Records shown:
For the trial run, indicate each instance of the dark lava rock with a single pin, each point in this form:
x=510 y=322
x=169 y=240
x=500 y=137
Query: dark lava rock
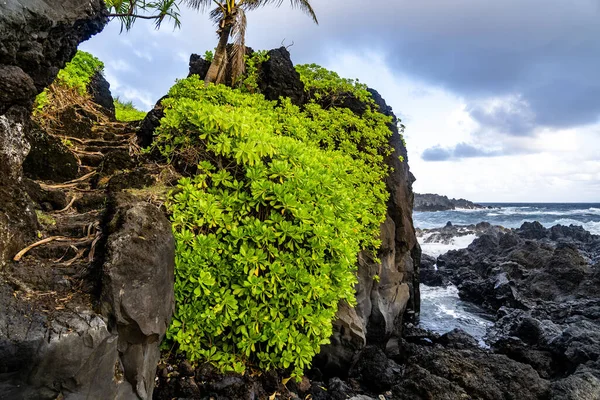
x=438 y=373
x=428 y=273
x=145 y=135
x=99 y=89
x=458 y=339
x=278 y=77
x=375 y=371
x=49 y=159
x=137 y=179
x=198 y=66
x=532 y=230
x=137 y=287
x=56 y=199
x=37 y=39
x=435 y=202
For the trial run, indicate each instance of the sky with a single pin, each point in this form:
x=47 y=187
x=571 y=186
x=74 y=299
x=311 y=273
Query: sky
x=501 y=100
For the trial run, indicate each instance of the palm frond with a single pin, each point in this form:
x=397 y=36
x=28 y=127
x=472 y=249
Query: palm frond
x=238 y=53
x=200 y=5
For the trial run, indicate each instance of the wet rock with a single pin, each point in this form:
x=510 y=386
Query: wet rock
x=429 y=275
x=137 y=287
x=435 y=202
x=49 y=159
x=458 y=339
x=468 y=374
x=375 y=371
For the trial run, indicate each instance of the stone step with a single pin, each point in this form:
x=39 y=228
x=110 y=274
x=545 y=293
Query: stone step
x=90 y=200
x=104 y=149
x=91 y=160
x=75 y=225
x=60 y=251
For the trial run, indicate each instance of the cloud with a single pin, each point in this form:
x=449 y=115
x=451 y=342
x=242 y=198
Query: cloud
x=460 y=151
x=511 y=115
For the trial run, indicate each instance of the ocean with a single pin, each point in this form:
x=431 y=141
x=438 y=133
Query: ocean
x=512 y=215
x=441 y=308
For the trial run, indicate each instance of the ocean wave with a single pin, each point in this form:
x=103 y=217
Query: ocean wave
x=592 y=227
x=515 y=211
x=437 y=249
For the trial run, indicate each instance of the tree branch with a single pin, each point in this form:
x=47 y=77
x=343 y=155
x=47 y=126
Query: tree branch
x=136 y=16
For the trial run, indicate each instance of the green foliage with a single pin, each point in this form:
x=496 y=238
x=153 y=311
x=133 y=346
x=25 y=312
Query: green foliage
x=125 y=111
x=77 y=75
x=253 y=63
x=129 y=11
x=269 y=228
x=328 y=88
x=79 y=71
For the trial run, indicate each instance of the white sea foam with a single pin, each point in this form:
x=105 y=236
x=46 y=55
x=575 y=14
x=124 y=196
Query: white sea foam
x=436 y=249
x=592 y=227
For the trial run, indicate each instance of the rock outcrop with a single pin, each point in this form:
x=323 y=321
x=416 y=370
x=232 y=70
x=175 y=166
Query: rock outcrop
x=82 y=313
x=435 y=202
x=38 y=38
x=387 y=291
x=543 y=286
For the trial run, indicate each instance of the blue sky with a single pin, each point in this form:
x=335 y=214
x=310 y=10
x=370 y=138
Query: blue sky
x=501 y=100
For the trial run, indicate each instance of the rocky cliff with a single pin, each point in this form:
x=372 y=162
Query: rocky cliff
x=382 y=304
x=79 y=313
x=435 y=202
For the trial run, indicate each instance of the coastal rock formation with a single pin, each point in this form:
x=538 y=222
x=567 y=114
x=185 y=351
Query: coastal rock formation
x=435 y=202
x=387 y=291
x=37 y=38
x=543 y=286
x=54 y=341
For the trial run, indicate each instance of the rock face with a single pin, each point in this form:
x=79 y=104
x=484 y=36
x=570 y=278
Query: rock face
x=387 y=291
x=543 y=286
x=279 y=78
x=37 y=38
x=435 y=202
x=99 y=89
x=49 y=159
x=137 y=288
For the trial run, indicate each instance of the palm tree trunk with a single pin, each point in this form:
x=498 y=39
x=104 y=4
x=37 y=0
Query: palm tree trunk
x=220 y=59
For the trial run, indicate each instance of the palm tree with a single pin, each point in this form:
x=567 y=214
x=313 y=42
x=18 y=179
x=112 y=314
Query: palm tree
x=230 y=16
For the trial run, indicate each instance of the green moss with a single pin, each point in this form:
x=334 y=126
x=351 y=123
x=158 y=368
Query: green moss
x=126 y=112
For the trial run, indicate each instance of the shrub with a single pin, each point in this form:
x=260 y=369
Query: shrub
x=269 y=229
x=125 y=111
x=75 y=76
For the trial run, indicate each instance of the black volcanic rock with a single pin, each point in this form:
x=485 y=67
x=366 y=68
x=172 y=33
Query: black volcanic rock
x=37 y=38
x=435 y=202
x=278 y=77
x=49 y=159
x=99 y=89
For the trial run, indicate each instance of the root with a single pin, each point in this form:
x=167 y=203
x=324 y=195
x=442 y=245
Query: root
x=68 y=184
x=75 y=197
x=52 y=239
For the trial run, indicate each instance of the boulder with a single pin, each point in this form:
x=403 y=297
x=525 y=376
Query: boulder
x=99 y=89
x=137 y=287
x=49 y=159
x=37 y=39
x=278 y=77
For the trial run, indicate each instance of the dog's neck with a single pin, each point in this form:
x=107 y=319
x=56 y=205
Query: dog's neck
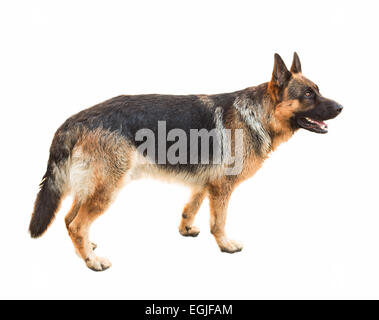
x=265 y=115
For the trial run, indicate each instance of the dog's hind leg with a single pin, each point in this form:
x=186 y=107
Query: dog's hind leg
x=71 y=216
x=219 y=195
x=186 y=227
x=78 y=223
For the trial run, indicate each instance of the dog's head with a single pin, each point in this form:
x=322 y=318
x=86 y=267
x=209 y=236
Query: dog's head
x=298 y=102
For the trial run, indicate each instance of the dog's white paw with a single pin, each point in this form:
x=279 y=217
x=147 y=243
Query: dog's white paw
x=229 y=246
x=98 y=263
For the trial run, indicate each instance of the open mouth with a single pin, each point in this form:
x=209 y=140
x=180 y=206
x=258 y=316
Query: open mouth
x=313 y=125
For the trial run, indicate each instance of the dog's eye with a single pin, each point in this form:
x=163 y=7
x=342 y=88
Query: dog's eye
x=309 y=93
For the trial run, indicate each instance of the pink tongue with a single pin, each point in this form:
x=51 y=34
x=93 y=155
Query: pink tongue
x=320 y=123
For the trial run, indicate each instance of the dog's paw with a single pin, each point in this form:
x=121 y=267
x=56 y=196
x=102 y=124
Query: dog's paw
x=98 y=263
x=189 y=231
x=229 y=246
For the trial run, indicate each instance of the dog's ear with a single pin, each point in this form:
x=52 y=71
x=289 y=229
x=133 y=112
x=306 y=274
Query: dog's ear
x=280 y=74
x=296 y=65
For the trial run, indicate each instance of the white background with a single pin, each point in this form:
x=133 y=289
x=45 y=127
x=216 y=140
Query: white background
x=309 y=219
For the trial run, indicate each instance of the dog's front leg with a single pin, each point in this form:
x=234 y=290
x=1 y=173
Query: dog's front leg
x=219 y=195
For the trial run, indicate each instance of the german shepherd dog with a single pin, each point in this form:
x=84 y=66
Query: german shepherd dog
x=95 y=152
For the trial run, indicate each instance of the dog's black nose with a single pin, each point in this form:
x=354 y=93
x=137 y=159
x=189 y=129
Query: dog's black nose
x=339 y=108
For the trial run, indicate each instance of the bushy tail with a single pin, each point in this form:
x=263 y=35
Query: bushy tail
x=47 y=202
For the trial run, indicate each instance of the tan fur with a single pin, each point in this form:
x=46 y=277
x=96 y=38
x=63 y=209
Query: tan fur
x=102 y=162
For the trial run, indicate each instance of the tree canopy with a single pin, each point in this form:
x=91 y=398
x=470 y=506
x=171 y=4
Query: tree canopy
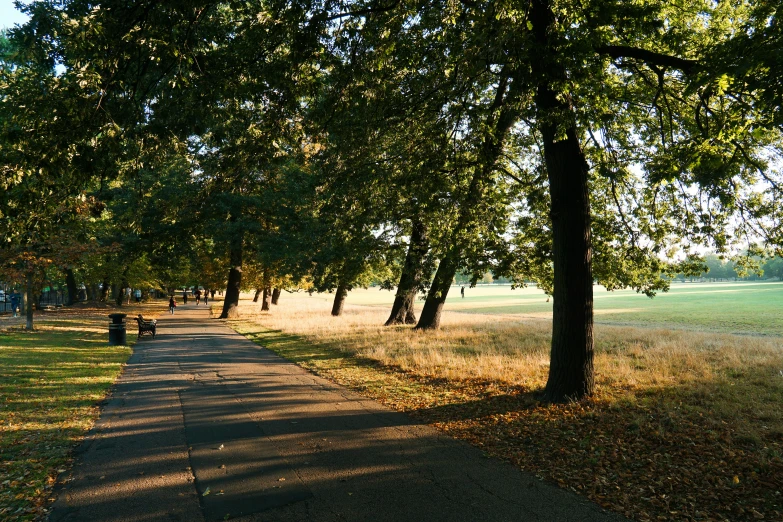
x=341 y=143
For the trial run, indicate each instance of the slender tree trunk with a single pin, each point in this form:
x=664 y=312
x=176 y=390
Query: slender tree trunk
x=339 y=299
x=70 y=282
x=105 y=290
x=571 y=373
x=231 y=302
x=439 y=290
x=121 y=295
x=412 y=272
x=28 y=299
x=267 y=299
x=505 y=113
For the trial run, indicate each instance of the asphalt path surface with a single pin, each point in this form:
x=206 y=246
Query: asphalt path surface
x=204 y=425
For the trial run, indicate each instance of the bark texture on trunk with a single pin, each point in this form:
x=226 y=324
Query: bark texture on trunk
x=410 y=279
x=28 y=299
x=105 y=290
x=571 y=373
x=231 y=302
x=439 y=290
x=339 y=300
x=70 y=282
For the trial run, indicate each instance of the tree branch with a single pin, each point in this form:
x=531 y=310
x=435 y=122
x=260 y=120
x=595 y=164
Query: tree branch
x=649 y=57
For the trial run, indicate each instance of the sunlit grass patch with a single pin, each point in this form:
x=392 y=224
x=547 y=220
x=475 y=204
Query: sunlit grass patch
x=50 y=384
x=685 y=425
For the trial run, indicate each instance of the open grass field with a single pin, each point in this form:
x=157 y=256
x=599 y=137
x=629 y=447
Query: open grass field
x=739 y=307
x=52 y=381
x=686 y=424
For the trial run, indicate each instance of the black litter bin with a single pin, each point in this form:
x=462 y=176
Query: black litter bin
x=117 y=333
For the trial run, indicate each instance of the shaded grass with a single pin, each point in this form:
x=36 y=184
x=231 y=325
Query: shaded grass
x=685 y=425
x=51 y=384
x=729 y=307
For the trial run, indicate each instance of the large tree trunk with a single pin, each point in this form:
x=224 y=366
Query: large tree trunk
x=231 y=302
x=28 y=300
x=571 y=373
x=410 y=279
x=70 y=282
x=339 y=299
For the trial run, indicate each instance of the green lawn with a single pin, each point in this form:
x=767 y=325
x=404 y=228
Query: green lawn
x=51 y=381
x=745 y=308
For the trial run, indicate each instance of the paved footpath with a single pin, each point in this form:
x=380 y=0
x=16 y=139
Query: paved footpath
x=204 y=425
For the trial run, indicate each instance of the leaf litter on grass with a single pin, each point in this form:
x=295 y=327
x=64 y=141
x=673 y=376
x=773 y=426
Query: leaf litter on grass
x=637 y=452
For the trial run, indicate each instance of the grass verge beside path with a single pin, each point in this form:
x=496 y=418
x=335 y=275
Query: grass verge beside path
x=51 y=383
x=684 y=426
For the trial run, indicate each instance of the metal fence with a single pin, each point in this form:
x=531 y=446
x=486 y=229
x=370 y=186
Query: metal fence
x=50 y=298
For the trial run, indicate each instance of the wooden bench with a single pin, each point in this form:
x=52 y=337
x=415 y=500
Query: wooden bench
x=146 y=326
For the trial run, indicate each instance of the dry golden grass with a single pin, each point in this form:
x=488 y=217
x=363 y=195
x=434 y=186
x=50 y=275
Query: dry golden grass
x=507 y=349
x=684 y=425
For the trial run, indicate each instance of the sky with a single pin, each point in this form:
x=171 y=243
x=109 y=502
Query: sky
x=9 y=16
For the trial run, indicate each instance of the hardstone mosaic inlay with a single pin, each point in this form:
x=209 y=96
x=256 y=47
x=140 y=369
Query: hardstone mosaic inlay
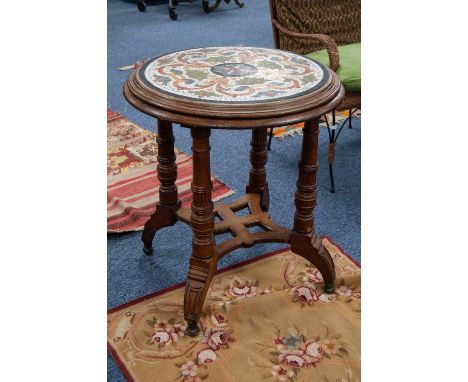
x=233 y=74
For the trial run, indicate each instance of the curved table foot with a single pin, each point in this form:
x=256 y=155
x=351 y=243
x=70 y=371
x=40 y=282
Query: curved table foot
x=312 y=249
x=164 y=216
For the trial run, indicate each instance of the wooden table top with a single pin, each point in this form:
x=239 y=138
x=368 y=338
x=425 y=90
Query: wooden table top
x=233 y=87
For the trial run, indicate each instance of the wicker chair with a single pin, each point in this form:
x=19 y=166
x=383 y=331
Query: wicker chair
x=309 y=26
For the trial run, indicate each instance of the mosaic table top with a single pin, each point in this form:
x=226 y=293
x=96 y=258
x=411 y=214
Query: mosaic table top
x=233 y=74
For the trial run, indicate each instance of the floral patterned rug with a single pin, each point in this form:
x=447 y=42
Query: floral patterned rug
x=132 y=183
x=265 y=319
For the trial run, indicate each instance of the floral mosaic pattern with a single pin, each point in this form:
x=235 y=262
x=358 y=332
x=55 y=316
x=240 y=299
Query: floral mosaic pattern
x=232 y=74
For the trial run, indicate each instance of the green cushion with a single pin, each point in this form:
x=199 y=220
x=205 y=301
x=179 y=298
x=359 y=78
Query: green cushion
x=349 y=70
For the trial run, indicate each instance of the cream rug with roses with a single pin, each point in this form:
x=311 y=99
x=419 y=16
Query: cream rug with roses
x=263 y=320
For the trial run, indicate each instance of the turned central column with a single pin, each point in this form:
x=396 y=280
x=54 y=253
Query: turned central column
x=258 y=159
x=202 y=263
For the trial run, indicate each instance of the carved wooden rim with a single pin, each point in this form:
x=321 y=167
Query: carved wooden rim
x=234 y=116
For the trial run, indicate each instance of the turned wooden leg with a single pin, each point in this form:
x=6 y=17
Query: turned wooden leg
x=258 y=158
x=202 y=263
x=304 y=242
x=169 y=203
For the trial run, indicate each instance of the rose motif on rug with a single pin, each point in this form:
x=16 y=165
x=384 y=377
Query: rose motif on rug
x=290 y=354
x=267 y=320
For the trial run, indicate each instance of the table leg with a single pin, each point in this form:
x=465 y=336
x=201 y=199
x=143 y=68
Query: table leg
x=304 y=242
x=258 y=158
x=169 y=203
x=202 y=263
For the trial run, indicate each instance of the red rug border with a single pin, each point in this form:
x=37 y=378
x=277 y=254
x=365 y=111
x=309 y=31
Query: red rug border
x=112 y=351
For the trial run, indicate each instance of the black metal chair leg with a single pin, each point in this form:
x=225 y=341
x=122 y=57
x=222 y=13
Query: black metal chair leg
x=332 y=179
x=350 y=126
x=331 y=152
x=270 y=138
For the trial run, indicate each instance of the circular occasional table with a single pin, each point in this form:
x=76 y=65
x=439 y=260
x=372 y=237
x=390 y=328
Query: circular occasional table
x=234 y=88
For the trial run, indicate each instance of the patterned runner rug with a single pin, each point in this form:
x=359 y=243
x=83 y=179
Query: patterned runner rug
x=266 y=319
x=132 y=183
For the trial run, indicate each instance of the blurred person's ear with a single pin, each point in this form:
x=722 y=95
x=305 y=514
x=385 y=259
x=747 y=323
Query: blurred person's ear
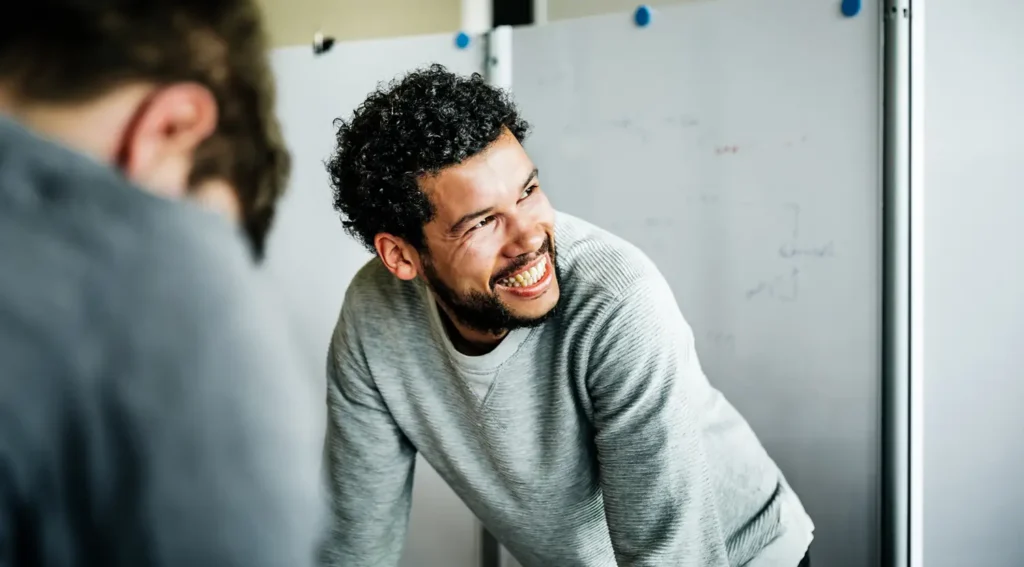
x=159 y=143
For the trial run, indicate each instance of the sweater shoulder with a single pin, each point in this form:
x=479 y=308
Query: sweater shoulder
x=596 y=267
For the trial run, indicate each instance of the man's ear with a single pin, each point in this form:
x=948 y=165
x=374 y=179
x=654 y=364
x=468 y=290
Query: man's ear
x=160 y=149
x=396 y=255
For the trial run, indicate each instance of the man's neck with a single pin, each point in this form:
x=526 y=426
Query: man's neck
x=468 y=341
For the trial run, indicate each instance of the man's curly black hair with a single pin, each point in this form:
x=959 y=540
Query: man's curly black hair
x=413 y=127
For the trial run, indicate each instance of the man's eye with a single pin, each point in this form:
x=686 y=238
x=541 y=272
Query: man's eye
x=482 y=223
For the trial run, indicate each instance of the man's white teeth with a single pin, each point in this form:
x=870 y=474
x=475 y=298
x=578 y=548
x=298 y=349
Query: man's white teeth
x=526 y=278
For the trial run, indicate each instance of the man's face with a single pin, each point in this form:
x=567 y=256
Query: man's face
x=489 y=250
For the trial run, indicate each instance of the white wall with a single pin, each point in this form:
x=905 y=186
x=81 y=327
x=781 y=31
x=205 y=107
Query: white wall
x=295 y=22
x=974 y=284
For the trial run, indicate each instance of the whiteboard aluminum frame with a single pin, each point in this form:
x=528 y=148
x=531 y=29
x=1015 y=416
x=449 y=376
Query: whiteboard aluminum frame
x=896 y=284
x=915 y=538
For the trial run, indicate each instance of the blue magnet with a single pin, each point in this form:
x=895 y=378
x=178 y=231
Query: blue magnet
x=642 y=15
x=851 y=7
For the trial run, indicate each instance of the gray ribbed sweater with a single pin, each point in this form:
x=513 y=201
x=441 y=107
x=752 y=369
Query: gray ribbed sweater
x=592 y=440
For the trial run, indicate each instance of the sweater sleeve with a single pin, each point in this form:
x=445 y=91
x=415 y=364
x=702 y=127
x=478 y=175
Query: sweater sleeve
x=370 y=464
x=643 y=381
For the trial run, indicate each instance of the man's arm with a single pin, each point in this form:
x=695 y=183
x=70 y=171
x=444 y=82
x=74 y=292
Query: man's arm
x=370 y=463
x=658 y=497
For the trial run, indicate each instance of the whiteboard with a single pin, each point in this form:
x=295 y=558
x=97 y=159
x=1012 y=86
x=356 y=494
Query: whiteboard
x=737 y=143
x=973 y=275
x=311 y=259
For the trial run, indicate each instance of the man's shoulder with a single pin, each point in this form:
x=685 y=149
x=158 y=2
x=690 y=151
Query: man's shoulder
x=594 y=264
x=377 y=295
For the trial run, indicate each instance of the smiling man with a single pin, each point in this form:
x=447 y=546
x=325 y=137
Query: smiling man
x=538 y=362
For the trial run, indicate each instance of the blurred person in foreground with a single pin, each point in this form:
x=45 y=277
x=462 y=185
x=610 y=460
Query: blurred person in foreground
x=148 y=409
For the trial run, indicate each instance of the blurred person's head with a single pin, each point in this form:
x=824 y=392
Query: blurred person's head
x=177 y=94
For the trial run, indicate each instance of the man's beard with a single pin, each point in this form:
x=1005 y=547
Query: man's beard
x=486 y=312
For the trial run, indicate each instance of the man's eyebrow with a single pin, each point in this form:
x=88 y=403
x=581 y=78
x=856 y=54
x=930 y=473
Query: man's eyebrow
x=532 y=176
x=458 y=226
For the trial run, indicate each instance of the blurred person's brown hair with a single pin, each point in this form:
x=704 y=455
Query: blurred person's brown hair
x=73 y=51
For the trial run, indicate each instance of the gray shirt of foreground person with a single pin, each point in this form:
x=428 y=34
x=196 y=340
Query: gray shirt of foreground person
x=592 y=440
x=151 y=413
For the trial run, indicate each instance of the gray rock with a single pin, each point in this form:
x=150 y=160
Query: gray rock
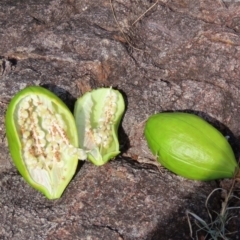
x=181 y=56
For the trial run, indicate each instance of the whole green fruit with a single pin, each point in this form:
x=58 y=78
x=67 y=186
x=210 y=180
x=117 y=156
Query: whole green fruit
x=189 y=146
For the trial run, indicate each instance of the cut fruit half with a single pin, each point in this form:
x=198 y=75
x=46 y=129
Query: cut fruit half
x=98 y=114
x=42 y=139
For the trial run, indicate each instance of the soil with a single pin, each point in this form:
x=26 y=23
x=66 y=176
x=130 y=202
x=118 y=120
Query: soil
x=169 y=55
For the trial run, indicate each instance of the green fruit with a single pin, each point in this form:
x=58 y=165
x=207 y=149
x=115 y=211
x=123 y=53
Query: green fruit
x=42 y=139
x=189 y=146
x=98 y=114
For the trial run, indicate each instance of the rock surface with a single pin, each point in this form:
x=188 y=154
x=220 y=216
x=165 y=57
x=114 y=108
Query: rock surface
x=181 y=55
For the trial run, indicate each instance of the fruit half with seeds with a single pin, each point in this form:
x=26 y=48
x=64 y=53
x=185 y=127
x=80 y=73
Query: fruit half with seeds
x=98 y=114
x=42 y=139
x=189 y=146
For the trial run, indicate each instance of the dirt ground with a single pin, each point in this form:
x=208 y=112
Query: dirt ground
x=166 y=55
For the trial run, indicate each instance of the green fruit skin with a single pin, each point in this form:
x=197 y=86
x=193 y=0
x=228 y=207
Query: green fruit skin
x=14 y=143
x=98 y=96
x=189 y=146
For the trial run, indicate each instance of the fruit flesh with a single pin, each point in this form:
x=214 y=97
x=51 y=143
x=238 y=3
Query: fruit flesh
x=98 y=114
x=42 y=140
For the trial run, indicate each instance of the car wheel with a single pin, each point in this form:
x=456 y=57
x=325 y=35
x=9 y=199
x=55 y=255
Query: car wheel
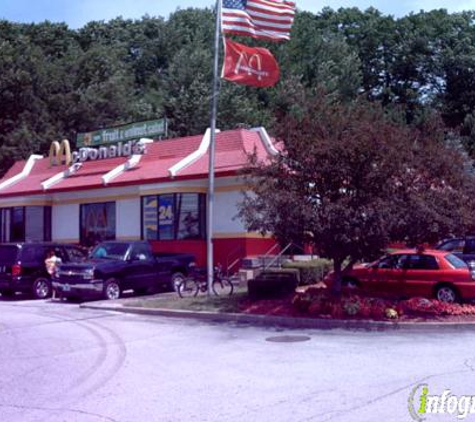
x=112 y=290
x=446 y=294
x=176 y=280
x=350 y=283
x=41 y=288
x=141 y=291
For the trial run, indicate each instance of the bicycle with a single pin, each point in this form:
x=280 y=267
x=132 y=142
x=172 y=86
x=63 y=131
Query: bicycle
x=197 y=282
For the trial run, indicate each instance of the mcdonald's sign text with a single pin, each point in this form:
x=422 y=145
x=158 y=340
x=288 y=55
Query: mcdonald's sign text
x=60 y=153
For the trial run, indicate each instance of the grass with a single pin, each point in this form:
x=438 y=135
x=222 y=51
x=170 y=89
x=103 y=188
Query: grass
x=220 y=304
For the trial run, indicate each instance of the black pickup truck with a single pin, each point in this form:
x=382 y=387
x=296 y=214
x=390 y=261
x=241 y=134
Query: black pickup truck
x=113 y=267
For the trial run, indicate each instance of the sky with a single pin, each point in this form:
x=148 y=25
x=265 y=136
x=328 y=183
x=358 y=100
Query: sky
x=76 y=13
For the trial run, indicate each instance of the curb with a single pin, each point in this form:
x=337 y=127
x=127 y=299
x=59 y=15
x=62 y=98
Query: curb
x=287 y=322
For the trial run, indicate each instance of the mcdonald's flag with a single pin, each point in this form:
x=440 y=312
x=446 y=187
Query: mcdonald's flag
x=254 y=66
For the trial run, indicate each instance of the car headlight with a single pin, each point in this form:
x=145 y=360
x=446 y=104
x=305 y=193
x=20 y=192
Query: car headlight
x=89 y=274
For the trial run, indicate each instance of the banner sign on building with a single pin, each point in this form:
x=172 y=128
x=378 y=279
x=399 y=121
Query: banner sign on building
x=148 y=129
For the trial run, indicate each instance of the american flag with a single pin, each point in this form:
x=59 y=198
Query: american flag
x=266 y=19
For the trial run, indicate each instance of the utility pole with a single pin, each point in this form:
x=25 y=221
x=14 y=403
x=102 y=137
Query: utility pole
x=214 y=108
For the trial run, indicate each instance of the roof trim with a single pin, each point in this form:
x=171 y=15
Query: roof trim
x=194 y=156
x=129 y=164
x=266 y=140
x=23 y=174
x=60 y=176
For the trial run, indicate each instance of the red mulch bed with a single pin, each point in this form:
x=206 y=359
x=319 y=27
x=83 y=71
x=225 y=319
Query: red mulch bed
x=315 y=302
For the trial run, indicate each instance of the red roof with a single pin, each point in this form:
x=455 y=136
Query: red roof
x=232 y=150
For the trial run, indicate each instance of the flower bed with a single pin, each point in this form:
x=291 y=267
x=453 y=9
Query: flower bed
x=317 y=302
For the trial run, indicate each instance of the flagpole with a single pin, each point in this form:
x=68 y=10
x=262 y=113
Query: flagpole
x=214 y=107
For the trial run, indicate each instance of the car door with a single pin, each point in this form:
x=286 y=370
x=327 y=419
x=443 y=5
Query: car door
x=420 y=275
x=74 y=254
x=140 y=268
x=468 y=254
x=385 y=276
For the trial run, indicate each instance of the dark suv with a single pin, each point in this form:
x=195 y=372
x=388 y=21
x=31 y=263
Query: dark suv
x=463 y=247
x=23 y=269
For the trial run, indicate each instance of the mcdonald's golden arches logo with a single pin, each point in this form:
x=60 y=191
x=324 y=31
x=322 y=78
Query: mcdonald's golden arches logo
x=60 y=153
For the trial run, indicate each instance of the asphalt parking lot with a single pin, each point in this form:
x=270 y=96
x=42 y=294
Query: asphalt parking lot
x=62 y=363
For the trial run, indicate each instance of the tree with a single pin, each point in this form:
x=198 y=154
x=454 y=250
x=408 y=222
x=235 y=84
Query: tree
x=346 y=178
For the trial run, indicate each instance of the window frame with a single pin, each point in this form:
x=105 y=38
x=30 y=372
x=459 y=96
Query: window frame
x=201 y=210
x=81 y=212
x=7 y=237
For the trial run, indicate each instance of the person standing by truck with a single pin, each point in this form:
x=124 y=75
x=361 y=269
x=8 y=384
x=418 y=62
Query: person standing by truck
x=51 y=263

Given instruction:
Each line from the one containing "For the trial run, indicate each instance of the tree with" to the end of the records should be echoed exactly, and no other line.

Task result:
For the trial run, indicate each instance of the tree with a single pin, each point in this form:
x=198 y=154
x=454 y=250
x=408 y=222
x=235 y=84
Query: tree
x=346 y=178
For the trial run, indicate each instance of the window frame with a single pin, each point in this form:
x=105 y=38
x=30 y=372
x=459 y=96
Query: window frame
x=201 y=210
x=81 y=212
x=7 y=237
For the trial run, indicate each instance of the person standing by truck with a single pin, each point in this form:
x=124 y=75
x=361 y=269
x=8 y=384
x=418 y=62
Query: person standing by truck
x=51 y=263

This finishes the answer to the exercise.